[Start Available data]

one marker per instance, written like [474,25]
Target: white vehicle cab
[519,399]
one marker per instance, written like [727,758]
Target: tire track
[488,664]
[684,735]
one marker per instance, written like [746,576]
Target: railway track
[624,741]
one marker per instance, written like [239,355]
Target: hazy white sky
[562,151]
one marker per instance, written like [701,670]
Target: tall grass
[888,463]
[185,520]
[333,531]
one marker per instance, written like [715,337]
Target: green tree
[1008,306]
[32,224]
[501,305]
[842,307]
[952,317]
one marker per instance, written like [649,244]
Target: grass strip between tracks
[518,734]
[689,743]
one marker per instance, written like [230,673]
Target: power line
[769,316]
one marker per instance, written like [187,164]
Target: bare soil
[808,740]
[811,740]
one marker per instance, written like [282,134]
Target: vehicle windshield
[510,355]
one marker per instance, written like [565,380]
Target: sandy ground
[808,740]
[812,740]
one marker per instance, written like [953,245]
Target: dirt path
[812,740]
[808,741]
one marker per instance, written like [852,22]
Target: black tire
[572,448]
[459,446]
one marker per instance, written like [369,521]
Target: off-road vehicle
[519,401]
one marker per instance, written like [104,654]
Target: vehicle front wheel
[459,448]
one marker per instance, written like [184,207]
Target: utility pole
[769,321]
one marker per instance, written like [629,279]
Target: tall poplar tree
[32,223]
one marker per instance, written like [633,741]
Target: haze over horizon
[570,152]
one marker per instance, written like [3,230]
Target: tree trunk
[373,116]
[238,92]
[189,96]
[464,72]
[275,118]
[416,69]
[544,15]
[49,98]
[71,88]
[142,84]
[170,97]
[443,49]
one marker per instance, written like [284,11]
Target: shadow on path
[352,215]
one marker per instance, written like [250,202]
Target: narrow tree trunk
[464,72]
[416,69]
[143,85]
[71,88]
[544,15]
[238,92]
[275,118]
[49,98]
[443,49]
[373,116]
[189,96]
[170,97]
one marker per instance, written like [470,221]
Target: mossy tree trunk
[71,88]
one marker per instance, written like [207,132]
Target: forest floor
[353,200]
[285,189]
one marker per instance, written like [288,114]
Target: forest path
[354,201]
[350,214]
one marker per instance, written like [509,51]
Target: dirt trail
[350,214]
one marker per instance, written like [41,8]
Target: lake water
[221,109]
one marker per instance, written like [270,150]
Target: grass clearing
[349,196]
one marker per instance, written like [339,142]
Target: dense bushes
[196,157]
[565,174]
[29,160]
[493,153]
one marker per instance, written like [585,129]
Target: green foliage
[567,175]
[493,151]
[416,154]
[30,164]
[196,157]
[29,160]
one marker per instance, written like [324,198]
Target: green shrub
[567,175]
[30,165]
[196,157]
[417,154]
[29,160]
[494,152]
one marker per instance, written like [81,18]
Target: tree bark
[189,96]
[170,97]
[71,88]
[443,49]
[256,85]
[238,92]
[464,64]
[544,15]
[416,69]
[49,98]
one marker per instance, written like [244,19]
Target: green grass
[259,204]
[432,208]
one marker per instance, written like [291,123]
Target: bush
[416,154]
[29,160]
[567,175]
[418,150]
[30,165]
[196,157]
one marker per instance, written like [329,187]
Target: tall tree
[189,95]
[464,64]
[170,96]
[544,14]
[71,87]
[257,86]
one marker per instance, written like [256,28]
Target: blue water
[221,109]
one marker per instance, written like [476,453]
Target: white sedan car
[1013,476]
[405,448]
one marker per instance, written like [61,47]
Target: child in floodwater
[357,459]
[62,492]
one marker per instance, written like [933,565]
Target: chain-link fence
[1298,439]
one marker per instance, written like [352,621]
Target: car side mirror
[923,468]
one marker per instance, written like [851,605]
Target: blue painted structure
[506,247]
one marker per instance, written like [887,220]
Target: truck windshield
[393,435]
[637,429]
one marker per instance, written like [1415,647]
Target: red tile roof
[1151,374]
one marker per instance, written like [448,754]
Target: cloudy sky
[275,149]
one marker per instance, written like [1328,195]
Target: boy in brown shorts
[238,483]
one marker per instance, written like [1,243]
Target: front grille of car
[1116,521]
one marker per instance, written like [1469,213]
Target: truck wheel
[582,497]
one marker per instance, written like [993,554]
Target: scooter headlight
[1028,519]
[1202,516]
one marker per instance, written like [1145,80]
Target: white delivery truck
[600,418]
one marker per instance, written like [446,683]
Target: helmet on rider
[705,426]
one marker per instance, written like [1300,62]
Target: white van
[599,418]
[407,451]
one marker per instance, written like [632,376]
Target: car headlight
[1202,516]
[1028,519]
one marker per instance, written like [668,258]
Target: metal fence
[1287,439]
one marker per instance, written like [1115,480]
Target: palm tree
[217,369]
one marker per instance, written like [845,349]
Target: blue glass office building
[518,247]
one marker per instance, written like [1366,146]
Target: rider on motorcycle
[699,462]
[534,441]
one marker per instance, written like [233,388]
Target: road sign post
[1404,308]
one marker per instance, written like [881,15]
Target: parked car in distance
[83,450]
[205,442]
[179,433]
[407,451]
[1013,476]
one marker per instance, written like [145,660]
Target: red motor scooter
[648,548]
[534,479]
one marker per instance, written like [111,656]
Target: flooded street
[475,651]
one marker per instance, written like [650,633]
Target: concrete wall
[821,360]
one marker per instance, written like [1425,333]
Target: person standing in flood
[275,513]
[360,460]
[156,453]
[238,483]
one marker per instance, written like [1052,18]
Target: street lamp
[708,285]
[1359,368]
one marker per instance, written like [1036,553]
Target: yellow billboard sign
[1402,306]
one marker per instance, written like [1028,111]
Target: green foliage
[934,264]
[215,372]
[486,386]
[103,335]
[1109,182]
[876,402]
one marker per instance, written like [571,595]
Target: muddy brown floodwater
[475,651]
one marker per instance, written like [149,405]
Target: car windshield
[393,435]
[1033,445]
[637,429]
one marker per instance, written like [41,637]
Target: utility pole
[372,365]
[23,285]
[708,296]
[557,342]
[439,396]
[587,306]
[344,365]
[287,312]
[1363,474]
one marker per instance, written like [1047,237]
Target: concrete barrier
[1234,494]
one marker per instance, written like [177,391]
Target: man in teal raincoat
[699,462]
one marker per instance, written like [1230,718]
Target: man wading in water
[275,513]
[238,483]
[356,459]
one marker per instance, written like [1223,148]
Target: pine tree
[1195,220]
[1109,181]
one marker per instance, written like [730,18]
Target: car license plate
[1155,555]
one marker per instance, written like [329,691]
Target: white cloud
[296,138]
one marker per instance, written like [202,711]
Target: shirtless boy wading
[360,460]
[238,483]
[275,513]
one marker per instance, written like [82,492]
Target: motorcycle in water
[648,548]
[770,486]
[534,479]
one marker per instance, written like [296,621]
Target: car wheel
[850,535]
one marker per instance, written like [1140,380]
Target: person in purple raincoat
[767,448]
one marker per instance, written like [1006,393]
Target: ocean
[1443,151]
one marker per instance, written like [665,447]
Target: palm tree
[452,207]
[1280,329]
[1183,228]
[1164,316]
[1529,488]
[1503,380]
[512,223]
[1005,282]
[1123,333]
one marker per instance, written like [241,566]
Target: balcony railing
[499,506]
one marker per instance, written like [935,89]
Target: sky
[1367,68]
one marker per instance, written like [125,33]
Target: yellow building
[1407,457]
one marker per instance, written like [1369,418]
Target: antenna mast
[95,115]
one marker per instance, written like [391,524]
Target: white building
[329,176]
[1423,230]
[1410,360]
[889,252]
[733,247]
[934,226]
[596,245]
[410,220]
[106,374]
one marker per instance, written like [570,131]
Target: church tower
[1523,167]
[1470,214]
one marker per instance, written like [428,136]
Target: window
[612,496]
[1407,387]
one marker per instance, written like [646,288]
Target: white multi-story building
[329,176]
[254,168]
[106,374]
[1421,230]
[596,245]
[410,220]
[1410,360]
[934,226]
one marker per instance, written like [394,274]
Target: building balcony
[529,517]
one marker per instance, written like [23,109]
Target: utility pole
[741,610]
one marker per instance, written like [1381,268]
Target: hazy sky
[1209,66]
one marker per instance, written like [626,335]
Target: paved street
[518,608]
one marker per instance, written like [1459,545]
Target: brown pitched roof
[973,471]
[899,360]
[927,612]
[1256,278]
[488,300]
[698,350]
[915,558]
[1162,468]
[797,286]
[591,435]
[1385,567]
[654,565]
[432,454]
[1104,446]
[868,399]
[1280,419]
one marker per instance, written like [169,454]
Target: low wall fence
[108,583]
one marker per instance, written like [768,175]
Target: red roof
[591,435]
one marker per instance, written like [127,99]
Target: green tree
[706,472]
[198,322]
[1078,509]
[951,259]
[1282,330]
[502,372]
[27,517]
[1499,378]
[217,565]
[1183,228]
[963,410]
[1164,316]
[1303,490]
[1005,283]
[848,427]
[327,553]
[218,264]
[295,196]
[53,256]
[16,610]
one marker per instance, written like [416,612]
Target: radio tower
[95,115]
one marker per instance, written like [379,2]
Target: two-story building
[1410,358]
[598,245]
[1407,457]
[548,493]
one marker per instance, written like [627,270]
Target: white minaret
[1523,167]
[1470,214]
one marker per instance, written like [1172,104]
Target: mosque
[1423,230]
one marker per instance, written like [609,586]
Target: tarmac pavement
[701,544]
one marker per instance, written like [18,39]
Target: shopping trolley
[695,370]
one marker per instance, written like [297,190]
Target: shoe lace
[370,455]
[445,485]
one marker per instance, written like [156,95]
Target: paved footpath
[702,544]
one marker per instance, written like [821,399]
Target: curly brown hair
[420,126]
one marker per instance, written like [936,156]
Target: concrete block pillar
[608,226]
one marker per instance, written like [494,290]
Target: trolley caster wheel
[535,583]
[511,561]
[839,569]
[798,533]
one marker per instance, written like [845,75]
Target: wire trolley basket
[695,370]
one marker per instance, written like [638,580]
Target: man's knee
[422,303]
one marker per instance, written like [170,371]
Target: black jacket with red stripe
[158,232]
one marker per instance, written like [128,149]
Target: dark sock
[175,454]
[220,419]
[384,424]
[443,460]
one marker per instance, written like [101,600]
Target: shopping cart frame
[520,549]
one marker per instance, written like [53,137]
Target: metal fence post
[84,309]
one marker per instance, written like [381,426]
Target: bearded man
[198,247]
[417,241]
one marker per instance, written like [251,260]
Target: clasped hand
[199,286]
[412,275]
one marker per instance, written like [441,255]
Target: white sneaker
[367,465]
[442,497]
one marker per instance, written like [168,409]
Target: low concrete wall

[End Available data]

=== Short problem ===
Everything from the line containing "one marker per instance, written like [638,580]" to the last line of the entries above should be quoted exactly, and only that.

=== Correct answer ===
one marker per instance, written like [638,580]
Target: man's knee
[422,303]
one marker per instance, written like [170,371]
Target: black jacket with red stripe
[158,232]
one marker per instance, written like [128,149]
Target: dark sock
[175,454]
[220,419]
[384,424]
[443,460]
one marker per instance, written like [101,600]
Target: shopping cart frame
[520,549]
one marker per instance, written like [53,137]
Target: metal fence post
[84,309]
one marker per instance, written like [381,426]
Target: bearded man
[198,247]
[417,241]
one marker per instance, written like [251,260]
Target: clasped hand
[199,286]
[412,275]
one marker per instance, written like [441,255]
Target: white sneaker
[367,465]
[442,497]
one marker per instance, written like [168,409]
Target: low concrete wall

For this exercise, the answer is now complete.